Records from a collection
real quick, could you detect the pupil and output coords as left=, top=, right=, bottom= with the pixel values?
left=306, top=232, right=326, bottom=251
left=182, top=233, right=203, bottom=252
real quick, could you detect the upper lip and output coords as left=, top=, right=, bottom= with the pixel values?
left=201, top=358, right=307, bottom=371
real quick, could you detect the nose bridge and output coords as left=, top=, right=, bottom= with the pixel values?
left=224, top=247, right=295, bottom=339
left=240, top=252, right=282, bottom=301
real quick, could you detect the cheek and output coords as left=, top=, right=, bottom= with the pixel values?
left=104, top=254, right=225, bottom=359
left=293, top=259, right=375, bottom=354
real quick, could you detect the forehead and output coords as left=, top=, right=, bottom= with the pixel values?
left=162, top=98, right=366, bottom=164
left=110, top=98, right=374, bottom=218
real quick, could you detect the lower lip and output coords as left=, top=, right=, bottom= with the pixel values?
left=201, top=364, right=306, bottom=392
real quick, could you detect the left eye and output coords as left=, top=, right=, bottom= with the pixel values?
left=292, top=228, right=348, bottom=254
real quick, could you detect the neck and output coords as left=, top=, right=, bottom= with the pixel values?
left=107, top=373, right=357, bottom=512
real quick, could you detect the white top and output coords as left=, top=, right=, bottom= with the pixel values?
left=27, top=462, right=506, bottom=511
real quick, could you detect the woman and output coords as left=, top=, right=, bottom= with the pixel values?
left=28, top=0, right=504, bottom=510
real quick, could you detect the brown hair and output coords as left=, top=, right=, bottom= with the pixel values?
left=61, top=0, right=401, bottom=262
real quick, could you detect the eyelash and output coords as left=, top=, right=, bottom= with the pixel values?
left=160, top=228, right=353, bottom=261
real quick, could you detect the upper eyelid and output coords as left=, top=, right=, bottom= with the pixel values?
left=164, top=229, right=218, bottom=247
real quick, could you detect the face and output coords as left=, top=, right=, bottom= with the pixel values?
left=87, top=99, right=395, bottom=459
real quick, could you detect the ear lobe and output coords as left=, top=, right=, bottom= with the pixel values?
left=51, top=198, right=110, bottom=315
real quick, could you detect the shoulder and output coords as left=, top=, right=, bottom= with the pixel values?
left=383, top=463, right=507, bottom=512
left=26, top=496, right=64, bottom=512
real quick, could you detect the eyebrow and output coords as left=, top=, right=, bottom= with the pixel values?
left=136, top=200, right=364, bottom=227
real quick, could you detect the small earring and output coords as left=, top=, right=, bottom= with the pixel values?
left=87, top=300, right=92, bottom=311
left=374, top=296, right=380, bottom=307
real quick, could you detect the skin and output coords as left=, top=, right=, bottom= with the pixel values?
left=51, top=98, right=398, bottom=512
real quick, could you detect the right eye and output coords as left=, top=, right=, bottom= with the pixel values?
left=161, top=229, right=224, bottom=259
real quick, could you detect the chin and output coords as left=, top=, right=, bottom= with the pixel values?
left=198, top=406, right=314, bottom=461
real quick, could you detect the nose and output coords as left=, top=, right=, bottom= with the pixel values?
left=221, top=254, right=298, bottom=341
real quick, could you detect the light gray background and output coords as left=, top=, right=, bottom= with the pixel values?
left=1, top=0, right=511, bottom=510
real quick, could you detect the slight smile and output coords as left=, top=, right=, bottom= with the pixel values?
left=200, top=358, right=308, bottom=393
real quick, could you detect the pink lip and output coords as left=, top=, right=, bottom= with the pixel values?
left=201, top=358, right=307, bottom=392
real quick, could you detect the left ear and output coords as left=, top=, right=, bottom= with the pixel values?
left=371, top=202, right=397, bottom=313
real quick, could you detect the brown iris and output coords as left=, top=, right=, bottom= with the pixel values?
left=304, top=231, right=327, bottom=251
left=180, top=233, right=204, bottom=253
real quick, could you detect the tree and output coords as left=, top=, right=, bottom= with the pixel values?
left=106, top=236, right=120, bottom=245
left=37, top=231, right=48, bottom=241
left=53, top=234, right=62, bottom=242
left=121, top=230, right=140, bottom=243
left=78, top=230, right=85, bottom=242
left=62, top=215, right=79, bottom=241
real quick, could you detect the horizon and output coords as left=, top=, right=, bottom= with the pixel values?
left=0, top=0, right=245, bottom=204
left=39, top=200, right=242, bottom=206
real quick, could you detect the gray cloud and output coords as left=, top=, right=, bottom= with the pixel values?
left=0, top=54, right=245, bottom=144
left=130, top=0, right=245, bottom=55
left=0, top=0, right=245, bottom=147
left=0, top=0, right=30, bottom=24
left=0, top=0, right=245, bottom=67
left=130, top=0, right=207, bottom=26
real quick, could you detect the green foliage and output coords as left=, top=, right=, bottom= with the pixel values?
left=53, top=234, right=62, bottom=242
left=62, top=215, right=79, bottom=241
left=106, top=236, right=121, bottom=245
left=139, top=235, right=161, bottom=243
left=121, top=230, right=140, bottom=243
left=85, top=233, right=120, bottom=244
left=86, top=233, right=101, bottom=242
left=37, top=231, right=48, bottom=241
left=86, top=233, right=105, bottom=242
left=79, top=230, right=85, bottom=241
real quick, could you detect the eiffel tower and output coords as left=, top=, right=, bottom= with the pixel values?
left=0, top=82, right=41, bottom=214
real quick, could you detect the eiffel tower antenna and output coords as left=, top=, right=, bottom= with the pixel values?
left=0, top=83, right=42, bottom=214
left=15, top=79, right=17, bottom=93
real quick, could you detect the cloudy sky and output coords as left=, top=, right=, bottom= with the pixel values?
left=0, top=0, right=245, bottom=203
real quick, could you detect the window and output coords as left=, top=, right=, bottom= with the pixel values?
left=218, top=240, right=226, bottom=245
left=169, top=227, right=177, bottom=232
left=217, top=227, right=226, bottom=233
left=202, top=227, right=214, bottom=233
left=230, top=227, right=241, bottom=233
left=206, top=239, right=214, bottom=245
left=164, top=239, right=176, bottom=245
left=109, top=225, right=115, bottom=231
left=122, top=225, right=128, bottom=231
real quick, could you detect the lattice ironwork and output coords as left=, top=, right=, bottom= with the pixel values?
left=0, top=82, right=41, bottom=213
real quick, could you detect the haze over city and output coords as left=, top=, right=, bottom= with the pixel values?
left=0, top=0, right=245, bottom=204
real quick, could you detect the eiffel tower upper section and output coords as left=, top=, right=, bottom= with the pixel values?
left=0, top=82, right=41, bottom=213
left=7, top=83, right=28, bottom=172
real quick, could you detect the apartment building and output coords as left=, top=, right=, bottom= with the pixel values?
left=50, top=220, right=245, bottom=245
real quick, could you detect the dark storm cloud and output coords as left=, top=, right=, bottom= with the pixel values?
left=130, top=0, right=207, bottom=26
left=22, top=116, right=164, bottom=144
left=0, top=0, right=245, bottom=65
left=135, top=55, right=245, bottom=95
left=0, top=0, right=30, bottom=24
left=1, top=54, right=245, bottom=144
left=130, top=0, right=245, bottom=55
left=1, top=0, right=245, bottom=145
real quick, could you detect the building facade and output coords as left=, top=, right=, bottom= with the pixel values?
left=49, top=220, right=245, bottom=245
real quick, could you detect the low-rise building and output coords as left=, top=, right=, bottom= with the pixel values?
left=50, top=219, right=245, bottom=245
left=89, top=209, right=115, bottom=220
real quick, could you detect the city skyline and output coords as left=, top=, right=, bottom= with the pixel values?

Exercise brief> An exact reproduction of all the entries, complete to the last line, is needed.

Task solution>
real quick, could you detect the pupil and output coords as left=, top=, right=, bottom= with the pixel values?
left=306, top=232, right=326, bottom=251
left=182, top=233, right=203, bottom=252
real quick, could you detect the upper lip and output coords as left=, top=, right=, bottom= with the pixel values?
left=201, top=358, right=307, bottom=371
real quick, could you detect the nose bridge and output coords as left=, top=, right=, bottom= with the pixel values?
left=224, top=247, right=295, bottom=339
left=240, top=252, right=282, bottom=301
real quick, could you detect the cheek and output coords as left=, top=, right=, bottom= with the pixel values?
left=104, top=254, right=225, bottom=359
left=293, top=259, right=375, bottom=354
real quick, could you detect the forehead and output coords as left=, top=, right=, bottom= with the pixel values?
left=162, top=98, right=366, bottom=164
left=110, top=98, right=374, bottom=218
real quick, could you detect the lower lip and output coords as left=, top=, right=, bottom= with the pixel values?
left=201, top=364, right=306, bottom=392
real quick, could you detect the left eye and output coords as left=, top=, right=, bottom= with the pixel values?
left=292, top=228, right=348, bottom=254
real quick, could you detect the neck and output coords as left=, top=, right=, bottom= with the pixel values?
left=107, top=373, right=357, bottom=512
real quick, could you detect the white top and output coords as left=, top=, right=, bottom= with the pixel values?
left=27, top=462, right=506, bottom=511
real quick, could you detect the woman and output coords as left=, top=, right=, bottom= with the pixel values?
left=28, top=0, right=504, bottom=510
real quick, could you detect the brown hair and output coords as left=, top=, right=, bottom= with the pixel values?
left=61, top=0, right=401, bottom=262
real quick, could you detect the eyelash and output coords as left=, top=, right=, bottom= with the pixel values?
left=160, top=228, right=353, bottom=261
real quick, could you detect the upper eyelid and output coords as left=, top=, right=, bottom= with the pixel values?
left=164, top=229, right=218, bottom=247
real quick, could you detect the face and output coords as left=, top=, right=, bottom= with the pixel values?
left=87, top=99, right=395, bottom=459
real quick, could you detect the ear lobe and output coords as left=, top=, right=, bottom= with the pixel values?
left=51, top=198, right=110, bottom=315
real quick, could you detect the shoulder and output coords as left=, top=, right=, bottom= with the pixel values?
left=383, top=463, right=507, bottom=512
left=26, top=496, right=64, bottom=512
real quick, could you detect the eyebrow and output coords as left=, top=, right=, bottom= with the pixel values?
left=136, top=200, right=364, bottom=227
real quick, could you detect the small earring and output coords as left=, top=, right=, bottom= with the pixel values?
left=87, top=300, right=92, bottom=311
left=374, top=296, right=380, bottom=307
real quick, could you detect the skin and output coords as left=, top=, right=, bottom= with the pixel values?
left=51, top=98, right=398, bottom=512
real quick, could you detect the right eye and output coords as left=, top=, right=, bottom= with the pixel values?
left=161, top=229, right=224, bottom=259
real quick, could you detect the chin and output coords as left=, top=, right=, bottom= with the pixel values?
left=198, top=406, right=314, bottom=461
real quick, could you detect the nose and output coords as left=, top=, right=, bottom= with the pixel values?
left=221, top=254, right=298, bottom=341
real quick, could you detect the light gray background and output coords as left=, top=, right=, bottom= with the pixel values?
left=1, top=0, right=511, bottom=510
real quick, could you detect the slight smile and output coords as left=, top=, right=, bottom= with the pixel values?
left=200, top=358, right=308, bottom=393
real quick, could you detect the pink lip and output coords as left=, top=, right=, bottom= with the pixel values?
left=201, top=358, right=307, bottom=392
real quick, could you detect the left ear and output coords as left=, top=, right=, bottom= with the pixel values?
left=371, top=202, right=397, bottom=313
real quick, could you detect the brown iris and output coords as left=, top=, right=, bottom= with the pixel values?
left=304, top=231, right=327, bottom=251
left=180, top=233, right=204, bottom=253
real quick, could you detect the tree and output coords as left=, top=, right=, bottom= with the pixel values?
left=106, top=236, right=120, bottom=245
left=37, top=231, right=48, bottom=241
left=53, top=234, right=62, bottom=242
left=121, top=230, right=140, bottom=243
left=78, top=230, right=85, bottom=242
left=62, top=215, right=79, bottom=241
real quick, could you detect the horizon and output coords as left=, top=, right=, bottom= with the pixel values?
left=0, top=0, right=245, bottom=204
left=39, top=200, right=242, bottom=206
real quick, could you detect the gray cloud and output coords as left=, top=, right=, bottom= with the pixel values?
left=0, top=54, right=245, bottom=144
left=130, top=0, right=245, bottom=55
left=0, top=0, right=245, bottom=147
left=0, top=0, right=30, bottom=24
left=0, top=0, right=245, bottom=67
left=130, top=0, right=207, bottom=26
real quick, could you detect the green foliage and output coords as left=, top=, right=, bottom= with the pixel values?
left=53, top=234, right=62, bottom=242
left=62, top=215, right=79, bottom=241
left=106, top=236, right=121, bottom=245
left=139, top=235, right=161, bottom=243
left=121, top=230, right=140, bottom=243
left=85, top=233, right=120, bottom=244
left=86, top=233, right=101, bottom=242
left=37, top=231, right=48, bottom=241
left=86, top=233, right=105, bottom=242
left=79, top=230, right=85, bottom=241
real quick, could you detect the eiffel tower and output coords as left=, top=, right=, bottom= with the pixel values?
left=0, top=82, right=41, bottom=214
real quick, could you detect the eiffel tower antenna and output coords as left=, top=, right=, bottom= with the pixel values?
left=0, top=83, right=42, bottom=214
left=15, top=79, right=17, bottom=93
real quick, could you detect the cloudy sky and output coords as left=, top=, right=, bottom= with the pixel values?
left=0, top=0, right=245, bottom=203
real quick, could you detect the window and output coords as left=, top=, right=, bottom= with the pixel values?
left=218, top=240, right=226, bottom=245
left=169, top=227, right=177, bottom=232
left=217, top=227, right=226, bottom=233
left=202, top=227, right=214, bottom=233
left=230, top=227, right=241, bottom=233
left=206, top=239, right=214, bottom=245
left=164, top=239, right=176, bottom=245
left=109, top=225, right=115, bottom=231
left=122, top=225, right=128, bottom=231
real quick, could you detect the lattice ironwork and output coords as left=, top=, right=, bottom= with the pixel values?
left=0, top=82, right=41, bottom=213
real quick, could you detect the haze over city and output coords as left=, top=, right=, bottom= with the pixel values?
left=0, top=0, right=245, bottom=204
real quick, could you detect the eiffel tower upper section and output coords as left=, top=, right=, bottom= with the pixel values?
left=0, top=82, right=41, bottom=213
left=7, top=83, right=28, bottom=172
real quick, could you detect the apartment building and output coords as left=, top=, right=, bottom= with the pixel values?
left=50, top=220, right=245, bottom=245
real quick, could you detect the dark storm cloud and output coords as left=, top=, right=, bottom= with the pixel values?
left=130, top=0, right=207, bottom=26
left=22, top=116, right=164, bottom=144
left=0, top=0, right=245, bottom=65
left=135, top=55, right=245, bottom=95
left=0, top=0, right=30, bottom=24
left=1, top=54, right=245, bottom=144
left=130, top=0, right=245, bottom=55
left=1, top=0, right=245, bottom=145
real quick, could you detect the building facade and output coords as left=, top=, right=, bottom= with the pixel values?
left=49, top=220, right=245, bottom=245
real quick, could you detect the low-rise building and output coords as left=, top=, right=, bottom= with the pixel values?
left=50, top=219, right=245, bottom=245
left=89, top=209, right=115, bottom=220
real quick, could you detect the city skyline and output coords as left=, top=, right=, bottom= with the pixel values?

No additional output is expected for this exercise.